== Written exercise ==
Reproduce all of the records below word for word, omitting the pictures.

....

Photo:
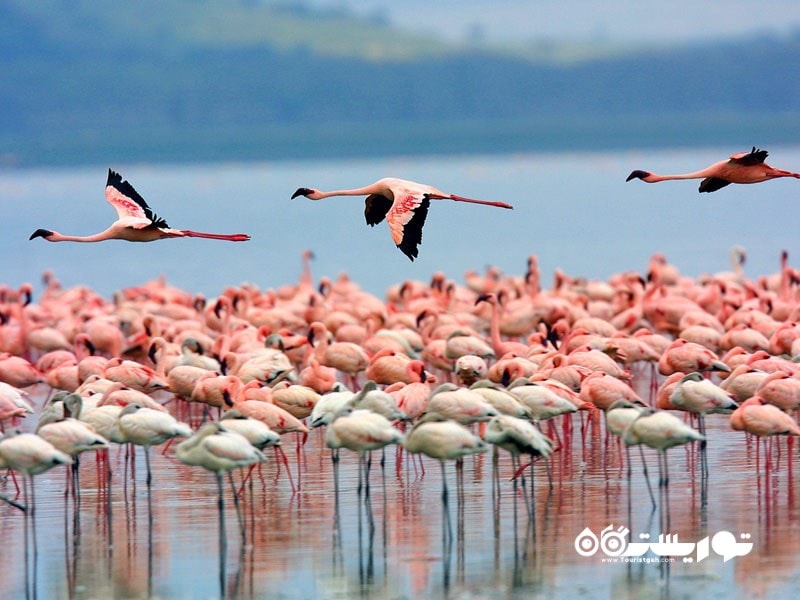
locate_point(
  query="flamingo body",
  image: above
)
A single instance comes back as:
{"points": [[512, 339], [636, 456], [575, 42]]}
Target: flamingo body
{"points": [[136, 221], [743, 167], [403, 204]]}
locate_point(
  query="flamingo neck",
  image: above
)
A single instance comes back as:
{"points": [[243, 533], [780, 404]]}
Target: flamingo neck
{"points": [[365, 191], [97, 237], [654, 177]]}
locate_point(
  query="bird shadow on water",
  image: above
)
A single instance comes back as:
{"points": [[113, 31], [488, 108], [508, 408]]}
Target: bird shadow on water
{"points": [[365, 528]]}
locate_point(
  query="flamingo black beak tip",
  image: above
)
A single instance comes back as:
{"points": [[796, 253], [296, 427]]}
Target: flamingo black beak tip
{"points": [[44, 233], [637, 174]]}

....

== The answer ==
Photo:
locate_point(
  query="flamingo body",
  image: above
)
A single instance comes back as:
{"points": [[512, 339], [636, 456], [575, 42]]}
Target: flamingo body
{"points": [[136, 221], [743, 167], [403, 204]]}
locate_point(
  query="flamingo neck",
  image: above
)
A single instance comes back as:
{"points": [[243, 533], [780, 404]]}
Target: flamingo neck
{"points": [[365, 191], [97, 237], [654, 177]]}
locate_point(
  query="bird shadow on water",
  image: above
)
A single instance comes back as:
{"points": [[113, 31], [488, 108], [508, 408]]}
Target: bird shadow on water
{"points": [[365, 528]]}
locate_point(
  query="flamingo black beak tip",
  image: above
)
A single instance comes back as:
{"points": [[796, 253], [296, 427]]}
Target: flamingo black beak tip
{"points": [[44, 233], [637, 174]]}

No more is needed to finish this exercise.